ACTION ITEM: Find all the lines in the entries below that hold the word "hull" and copy them.

***** EXTRACTED INFORMATION

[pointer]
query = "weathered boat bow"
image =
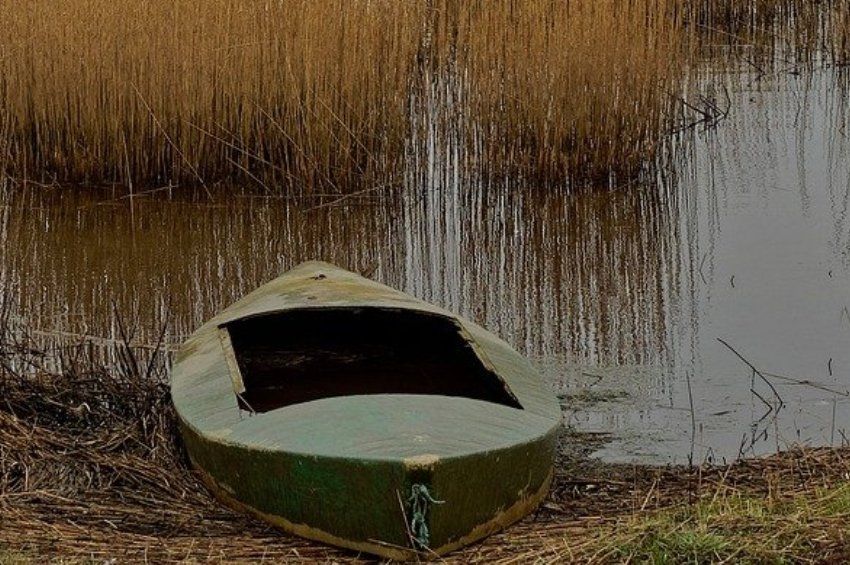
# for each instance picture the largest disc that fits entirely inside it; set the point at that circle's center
(348, 412)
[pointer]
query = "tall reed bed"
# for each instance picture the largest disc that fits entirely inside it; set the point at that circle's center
(300, 92)
(575, 89)
(799, 29)
(318, 93)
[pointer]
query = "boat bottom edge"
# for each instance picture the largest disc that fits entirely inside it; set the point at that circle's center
(500, 521)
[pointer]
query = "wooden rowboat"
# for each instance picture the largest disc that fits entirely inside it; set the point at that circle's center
(348, 412)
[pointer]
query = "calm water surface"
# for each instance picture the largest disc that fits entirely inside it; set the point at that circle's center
(621, 297)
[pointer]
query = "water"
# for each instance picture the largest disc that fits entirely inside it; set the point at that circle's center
(619, 296)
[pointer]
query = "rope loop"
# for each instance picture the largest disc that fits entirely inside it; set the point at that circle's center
(420, 499)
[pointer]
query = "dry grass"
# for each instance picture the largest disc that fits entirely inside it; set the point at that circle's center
(772, 29)
(564, 89)
(294, 91)
(300, 94)
(91, 469)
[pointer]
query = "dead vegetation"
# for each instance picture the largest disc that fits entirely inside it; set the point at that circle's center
(91, 468)
(299, 95)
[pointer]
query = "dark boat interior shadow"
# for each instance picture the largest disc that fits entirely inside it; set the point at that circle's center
(298, 356)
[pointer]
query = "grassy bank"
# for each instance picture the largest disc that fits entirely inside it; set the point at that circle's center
(92, 469)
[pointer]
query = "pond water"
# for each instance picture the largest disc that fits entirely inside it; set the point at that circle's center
(621, 297)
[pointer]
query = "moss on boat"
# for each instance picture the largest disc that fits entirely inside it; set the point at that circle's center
(348, 468)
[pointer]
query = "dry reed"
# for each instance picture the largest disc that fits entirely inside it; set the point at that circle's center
(295, 91)
(299, 93)
(91, 469)
(576, 89)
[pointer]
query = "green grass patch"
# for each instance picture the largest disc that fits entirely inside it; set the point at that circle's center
(731, 527)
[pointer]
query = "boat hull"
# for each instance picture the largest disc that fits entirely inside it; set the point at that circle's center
(363, 505)
(454, 437)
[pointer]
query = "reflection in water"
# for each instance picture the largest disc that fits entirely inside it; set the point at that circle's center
(619, 296)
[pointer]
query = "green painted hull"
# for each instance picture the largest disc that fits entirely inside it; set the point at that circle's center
(341, 469)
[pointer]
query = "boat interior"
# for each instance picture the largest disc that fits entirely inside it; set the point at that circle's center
(296, 356)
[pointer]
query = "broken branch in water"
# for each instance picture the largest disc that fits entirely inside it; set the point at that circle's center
(755, 371)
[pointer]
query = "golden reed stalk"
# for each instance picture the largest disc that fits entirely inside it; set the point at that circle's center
(307, 94)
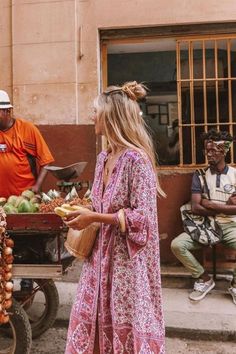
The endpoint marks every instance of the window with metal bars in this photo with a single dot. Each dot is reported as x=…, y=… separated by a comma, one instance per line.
x=206, y=90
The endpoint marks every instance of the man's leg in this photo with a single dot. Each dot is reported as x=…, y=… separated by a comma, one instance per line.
x=181, y=247
x=229, y=240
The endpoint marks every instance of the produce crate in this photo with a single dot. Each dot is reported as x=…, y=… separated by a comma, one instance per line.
x=27, y=223
x=39, y=226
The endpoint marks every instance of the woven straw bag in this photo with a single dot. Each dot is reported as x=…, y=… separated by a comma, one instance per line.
x=80, y=242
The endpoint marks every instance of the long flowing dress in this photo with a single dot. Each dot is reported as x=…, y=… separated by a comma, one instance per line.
x=120, y=288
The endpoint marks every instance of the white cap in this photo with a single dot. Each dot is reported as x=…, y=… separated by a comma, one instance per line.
x=4, y=100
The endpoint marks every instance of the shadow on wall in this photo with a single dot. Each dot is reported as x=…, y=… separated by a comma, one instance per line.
x=70, y=144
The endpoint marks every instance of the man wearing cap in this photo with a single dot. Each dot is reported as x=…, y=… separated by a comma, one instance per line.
x=23, y=153
x=221, y=182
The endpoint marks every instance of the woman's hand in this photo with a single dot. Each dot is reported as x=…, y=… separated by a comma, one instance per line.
x=206, y=203
x=78, y=220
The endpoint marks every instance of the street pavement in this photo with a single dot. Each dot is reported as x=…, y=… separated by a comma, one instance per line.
x=53, y=342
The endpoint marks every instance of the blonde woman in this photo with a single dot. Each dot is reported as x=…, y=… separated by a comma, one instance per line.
x=118, y=307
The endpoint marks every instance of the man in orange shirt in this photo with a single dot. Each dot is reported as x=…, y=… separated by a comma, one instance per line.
x=23, y=153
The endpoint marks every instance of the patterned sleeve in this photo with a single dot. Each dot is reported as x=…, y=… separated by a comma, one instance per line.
x=142, y=212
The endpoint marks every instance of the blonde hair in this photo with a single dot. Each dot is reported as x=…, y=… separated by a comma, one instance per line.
x=124, y=126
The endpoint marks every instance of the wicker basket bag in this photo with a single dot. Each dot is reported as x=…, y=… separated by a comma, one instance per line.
x=80, y=242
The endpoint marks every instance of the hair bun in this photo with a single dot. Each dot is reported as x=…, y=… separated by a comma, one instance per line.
x=134, y=90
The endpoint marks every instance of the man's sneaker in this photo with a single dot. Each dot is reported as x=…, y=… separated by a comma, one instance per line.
x=201, y=288
x=232, y=291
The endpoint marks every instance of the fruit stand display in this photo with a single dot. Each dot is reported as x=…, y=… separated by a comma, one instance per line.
x=33, y=235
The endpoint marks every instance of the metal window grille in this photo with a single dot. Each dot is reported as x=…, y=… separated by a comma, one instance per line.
x=206, y=89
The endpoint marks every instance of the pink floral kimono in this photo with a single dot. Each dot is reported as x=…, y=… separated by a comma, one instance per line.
x=120, y=287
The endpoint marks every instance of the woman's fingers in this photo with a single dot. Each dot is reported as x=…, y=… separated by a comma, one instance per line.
x=74, y=223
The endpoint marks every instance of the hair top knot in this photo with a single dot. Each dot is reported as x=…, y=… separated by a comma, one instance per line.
x=132, y=90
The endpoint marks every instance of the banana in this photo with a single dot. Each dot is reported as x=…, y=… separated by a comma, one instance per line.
x=61, y=212
x=74, y=207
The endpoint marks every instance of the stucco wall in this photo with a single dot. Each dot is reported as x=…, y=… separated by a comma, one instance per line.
x=40, y=42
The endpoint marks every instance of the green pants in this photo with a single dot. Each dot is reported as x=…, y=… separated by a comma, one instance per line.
x=182, y=246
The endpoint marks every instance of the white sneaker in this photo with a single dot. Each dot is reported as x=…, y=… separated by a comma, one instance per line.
x=201, y=289
x=232, y=291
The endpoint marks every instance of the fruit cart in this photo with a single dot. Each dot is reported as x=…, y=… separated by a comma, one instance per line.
x=34, y=310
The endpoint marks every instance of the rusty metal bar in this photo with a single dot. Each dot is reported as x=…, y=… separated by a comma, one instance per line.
x=179, y=100
x=230, y=96
x=216, y=84
x=192, y=113
x=204, y=84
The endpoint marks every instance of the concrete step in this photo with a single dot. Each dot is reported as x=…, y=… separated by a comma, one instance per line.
x=212, y=318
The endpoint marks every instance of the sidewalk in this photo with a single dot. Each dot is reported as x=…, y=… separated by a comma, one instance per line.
x=212, y=318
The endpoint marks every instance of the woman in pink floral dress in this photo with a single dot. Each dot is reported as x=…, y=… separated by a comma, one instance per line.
x=118, y=306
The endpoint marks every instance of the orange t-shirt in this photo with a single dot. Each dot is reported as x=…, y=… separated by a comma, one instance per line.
x=21, y=140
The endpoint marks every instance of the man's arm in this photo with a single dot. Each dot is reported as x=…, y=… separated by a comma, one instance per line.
x=198, y=207
x=41, y=176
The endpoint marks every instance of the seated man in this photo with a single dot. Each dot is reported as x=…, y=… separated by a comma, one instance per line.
x=221, y=181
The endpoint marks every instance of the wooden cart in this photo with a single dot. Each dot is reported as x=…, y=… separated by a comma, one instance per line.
x=34, y=310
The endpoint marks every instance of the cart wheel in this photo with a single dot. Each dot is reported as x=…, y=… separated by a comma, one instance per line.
x=15, y=336
x=41, y=305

**********

ANSWER FOR THIS EXERCISE:
query = "boat hull"
query = "green painted hull"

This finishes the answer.